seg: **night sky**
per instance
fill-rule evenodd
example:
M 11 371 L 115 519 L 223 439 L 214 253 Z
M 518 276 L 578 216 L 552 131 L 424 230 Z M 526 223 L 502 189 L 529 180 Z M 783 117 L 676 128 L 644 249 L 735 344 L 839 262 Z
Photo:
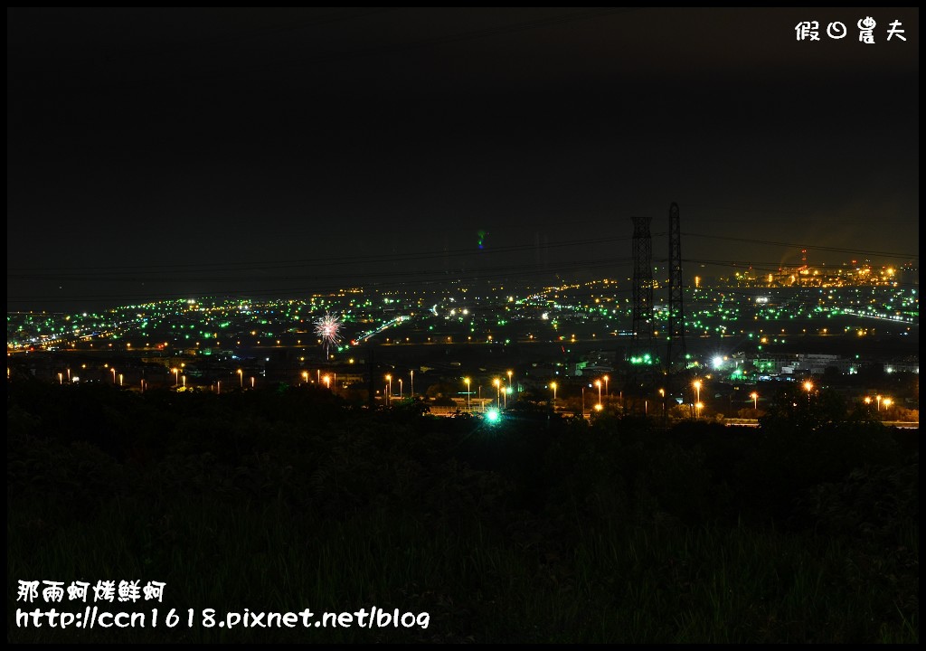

────────────────

◆ Problem description
Render the lines of the entries above as a Markdown table with the columns Row and Line, numbering each row and skipping blank lines. Leave the pictures out.

◆ Result
| Row | Line |
|---|---|
| 1 | seg: **night sky** |
| 2 | per instance |
| 3 | fill-rule evenodd |
| 4 | example: |
| 5 | M 11 371 L 115 519 L 223 439 L 214 253 Z |
| 6 | M 518 276 L 578 216 L 552 131 L 424 230 Z M 526 223 L 502 189 L 529 180 Z M 783 117 L 676 128 L 644 249 L 735 344 L 839 262 Z |
| 7 | Photo: |